• _What you are asked to do_
Retype the listing below, keeping every line the same.

• _Record set_
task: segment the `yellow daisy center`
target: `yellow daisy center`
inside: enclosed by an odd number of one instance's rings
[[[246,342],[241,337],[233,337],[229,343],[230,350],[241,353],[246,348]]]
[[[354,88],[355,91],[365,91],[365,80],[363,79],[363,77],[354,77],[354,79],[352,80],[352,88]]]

• _Written answer_
task: segment the `yellow daisy center`
target: `yellow daisy center`
inside: enclosed by an odd number of one instance's rings
[[[246,342],[241,337],[233,337],[229,343],[230,350],[241,353],[246,348]]]
[[[354,88],[355,91],[365,91],[365,80],[363,79],[363,77],[354,77],[354,79],[352,80],[352,88]]]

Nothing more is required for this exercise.